PROBLEM DETAILS: Pull out every line of the items below that contains the word "green". Case counts.

Position annotation records

◆ ◆ ◆ ◆ ◆

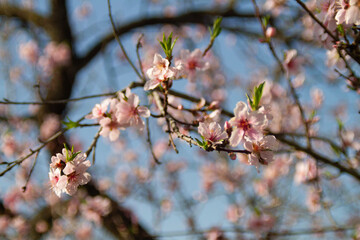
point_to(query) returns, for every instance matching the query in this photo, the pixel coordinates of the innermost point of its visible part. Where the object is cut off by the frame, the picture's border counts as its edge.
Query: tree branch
(23, 14)
(200, 17)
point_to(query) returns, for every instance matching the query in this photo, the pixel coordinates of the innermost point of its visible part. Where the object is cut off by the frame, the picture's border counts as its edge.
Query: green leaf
(199, 142)
(167, 45)
(73, 155)
(258, 91)
(341, 30)
(216, 30)
(336, 150)
(265, 20)
(340, 124)
(250, 101)
(70, 124)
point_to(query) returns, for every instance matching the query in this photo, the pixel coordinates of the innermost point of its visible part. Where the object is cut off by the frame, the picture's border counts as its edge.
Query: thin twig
(292, 89)
(93, 145)
(119, 42)
(31, 171)
(150, 142)
(61, 101)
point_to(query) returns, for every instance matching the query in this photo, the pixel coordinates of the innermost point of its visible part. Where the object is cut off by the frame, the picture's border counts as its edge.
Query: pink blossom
(305, 171)
(313, 200)
(214, 233)
(67, 172)
(334, 59)
(75, 171)
(58, 181)
(192, 63)
(4, 223)
(245, 124)
(9, 145)
(349, 12)
(212, 132)
(84, 231)
(262, 223)
(317, 97)
(261, 150)
(41, 226)
(99, 110)
(110, 128)
(129, 112)
(270, 32)
(29, 52)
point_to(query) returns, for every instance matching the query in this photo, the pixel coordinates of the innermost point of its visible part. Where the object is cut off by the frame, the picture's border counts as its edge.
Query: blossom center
(192, 64)
(244, 124)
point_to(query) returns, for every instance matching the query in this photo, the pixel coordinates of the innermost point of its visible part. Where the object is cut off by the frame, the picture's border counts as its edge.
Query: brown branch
(23, 14)
(196, 17)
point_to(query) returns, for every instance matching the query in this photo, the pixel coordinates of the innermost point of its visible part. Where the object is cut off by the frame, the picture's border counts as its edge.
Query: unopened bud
(227, 126)
(214, 105)
(270, 32)
(232, 156)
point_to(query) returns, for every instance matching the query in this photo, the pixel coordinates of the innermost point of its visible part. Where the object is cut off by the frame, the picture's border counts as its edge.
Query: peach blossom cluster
(68, 172)
(115, 114)
(187, 66)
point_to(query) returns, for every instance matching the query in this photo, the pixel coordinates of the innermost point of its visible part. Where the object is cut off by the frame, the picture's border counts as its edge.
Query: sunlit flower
(246, 124)
(75, 171)
(212, 132)
(261, 150)
(192, 63)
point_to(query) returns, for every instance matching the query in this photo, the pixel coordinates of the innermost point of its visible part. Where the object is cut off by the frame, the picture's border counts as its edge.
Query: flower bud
(270, 32)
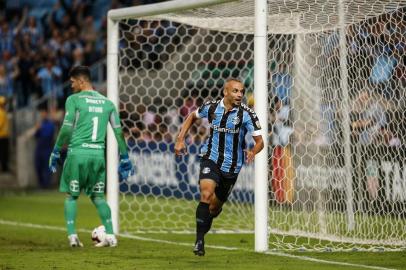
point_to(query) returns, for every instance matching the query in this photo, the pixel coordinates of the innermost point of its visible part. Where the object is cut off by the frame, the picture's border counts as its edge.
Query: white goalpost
(329, 91)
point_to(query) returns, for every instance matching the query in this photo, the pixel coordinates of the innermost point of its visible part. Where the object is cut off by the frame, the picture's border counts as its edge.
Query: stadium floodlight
(326, 181)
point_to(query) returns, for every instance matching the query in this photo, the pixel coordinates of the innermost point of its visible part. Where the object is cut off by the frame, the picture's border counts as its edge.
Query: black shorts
(225, 181)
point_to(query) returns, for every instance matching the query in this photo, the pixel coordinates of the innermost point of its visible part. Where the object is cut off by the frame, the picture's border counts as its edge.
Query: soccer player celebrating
(84, 131)
(222, 154)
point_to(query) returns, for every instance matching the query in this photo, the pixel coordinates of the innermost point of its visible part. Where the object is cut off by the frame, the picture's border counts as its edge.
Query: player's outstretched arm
(259, 145)
(64, 135)
(180, 146)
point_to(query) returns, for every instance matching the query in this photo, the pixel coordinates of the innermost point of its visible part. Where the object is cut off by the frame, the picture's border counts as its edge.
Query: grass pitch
(32, 236)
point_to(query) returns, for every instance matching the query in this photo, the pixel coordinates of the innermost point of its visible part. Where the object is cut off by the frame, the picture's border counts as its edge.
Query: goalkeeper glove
(53, 159)
(125, 169)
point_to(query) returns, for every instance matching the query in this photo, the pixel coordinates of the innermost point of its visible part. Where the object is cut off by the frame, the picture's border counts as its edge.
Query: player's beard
(236, 104)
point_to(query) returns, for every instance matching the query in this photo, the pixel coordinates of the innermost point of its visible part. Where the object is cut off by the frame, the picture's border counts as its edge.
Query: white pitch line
(279, 254)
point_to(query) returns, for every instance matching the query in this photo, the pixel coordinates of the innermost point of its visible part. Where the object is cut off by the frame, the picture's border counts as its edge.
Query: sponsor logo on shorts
(74, 186)
(98, 187)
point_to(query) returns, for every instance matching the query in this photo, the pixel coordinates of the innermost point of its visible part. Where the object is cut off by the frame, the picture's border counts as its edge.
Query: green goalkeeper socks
(70, 214)
(104, 213)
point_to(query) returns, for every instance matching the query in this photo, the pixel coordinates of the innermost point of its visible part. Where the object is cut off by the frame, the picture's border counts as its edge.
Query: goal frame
(260, 96)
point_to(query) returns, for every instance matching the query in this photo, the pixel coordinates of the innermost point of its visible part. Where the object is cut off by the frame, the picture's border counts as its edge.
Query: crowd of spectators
(376, 77)
(37, 50)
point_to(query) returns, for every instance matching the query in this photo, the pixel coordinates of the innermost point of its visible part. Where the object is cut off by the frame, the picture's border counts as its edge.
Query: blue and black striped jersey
(226, 141)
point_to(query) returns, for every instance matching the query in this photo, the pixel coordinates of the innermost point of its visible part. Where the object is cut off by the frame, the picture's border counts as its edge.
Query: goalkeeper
(223, 153)
(84, 131)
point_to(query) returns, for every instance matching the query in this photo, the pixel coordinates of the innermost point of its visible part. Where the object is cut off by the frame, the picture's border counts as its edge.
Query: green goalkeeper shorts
(84, 171)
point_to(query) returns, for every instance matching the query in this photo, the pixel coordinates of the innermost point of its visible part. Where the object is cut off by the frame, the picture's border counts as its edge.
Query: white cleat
(109, 241)
(74, 241)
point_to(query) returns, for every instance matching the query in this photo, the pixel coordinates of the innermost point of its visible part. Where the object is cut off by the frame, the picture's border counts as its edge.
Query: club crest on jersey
(74, 186)
(257, 124)
(236, 120)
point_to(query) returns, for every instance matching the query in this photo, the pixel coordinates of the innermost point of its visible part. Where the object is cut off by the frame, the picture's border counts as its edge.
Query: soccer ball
(99, 234)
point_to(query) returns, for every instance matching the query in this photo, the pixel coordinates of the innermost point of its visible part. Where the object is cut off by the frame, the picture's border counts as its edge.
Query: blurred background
(40, 41)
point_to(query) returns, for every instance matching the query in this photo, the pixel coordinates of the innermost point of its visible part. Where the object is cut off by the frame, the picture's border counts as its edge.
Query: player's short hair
(234, 80)
(80, 71)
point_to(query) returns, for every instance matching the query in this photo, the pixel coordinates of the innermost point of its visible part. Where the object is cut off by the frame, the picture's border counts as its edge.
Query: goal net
(336, 83)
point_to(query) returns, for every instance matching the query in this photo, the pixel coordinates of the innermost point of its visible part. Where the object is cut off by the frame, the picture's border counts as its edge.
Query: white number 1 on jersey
(95, 125)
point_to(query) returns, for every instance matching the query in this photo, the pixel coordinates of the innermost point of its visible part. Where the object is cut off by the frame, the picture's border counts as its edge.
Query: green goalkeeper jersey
(85, 123)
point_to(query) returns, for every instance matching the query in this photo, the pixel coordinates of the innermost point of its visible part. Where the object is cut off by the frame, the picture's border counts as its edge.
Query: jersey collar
(222, 105)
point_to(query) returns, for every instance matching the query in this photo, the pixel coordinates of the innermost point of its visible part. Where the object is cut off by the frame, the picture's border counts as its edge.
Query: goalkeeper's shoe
(109, 241)
(199, 248)
(74, 241)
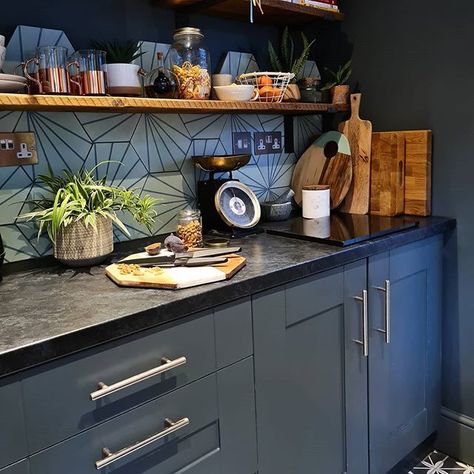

◆ ◆ ◆ ◆ ◆

RESULT FOR THIS EXERCISE:
Query: green leaf
Query: green goalkeeper socks
Query: green goalkeeper shorts
Query: green goalkeeper jersey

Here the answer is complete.